» What is being asked
Print nothing beyond the line with "box: [0, 107, 473, 316]": every line from the beginning of the data up to it, that line included, and no pictures.

» Saved entries
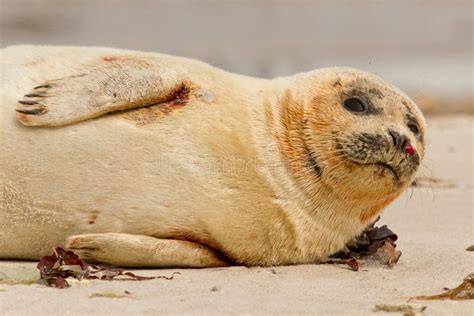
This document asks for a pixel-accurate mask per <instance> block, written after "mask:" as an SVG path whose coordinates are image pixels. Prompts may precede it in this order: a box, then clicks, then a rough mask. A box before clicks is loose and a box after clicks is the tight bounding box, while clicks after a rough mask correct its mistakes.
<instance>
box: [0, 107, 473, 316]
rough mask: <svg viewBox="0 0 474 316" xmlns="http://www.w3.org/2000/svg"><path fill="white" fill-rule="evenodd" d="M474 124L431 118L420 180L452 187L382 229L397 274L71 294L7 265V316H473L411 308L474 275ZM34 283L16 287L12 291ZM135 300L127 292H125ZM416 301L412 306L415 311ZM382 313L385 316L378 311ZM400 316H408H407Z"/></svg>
mask: <svg viewBox="0 0 474 316" xmlns="http://www.w3.org/2000/svg"><path fill="white" fill-rule="evenodd" d="M473 123H474V118H473V117H469V116H466V117H438V118H431V119H429V134H428V136H427V144H428V151H427V158H426V159H425V162H424V165H423V166H422V168H421V170H420V172H419V176H420V177H425V178H426V177H432V178H437V179H441V180H443V182H442V183H437V184H432V187H427V188H425V187H421V188H413V189H410V190H408V192H407V193H406V194H404V195H403V196H402V197H400V198H399V199H398V200H397V201H396V202H395V203H394V204H392V205H391V206H389V207H388V208H387V209H386V210H385V211H384V213H383V214H382V220H381V223H383V224H387V225H388V226H389V227H390V228H391V229H392V230H393V231H395V232H396V233H397V234H398V235H399V241H398V242H397V243H398V247H397V248H398V249H400V250H401V251H402V253H403V255H402V257H401V258H400V261H399V263H398V264H397V265H396V266H395V267H394V268H392V269H388V268H383V267H375V266H362V267H361V270H360V271H358V272H354V271H351V270H350V269H348V268H347V267H345V266H336V265H302V266H289V267H274V268H246V267H231V268H218V269H166V270H141V271H136V273H137V274H140V275H147V276H155V275H167V276H170V275H171V274H172V273H173V272H175V271H178V272H180V274H179V275H175V278H174V279H173V280H169V281H168V280H164V279H156V280H151V281H80V282H77V281H76V282H73V283H72V287H71V288H68V289H63V290H59V289H54V288H47V287H44V286H41V285H38V284H34V283H33V284H28V283H31V280H35V279H36V277H37V272H36V270H35V263H32V262H11V261H10V262H8V261H3V262H1V261H0V279H2V280H3V281H1V282H2V283H0V314H2V315H45V314H48V315H84V314H87V315H136V314H153V315H154V314H169V313H171V314H206V315H207V314H264V313H265V314H357V315H363V314H372V313H376V312H375V311H374V306H375V305H376V304H411V305H413V306H417V307H419V306H427V308H426V310H425V312H424V313H425V314H427V315H473V313H474V301H473V300H470V301H449V300H448V301H416V300H413V301H410V302H408V300H409V298H410V297H412V296H417V295H429V294H437V293H440V292H442V291H443V288H444V287H449V288H452V287H455V286H457V285H459V284H460V283H461V281H462V280H463V278H464V277H465V276H467V274H469V273H471V272H474V252H468V251H466V248H467V247H468V246H470V245H473V244H474V236H473V235H474V234H473V230H474V216H473V151H474V146H473ZM8 282H10V283H26V284H14V285H8V284H6V283H8ZM125 291H127V292H128V293H130V294H128V293H127V292H125ZM407 302H408V303H407ZM377 314H379V315H380V314H383V313H381V312H377ZM399 314H400V313H399Z"/></svg>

» Exercise result
This document asks for a pixel-accurate mask per <instance> block, written after "mask:" as an SVG path whose coordinates are image pixels. Prompts may precede it in this order: a box, then clicks, then a rough mask. A box before clicks is loose and a box after clicks is the tight bounding box, while clicks after a rough mask correct its mistakes.
<instance>
box: [0, 107, 473, 316]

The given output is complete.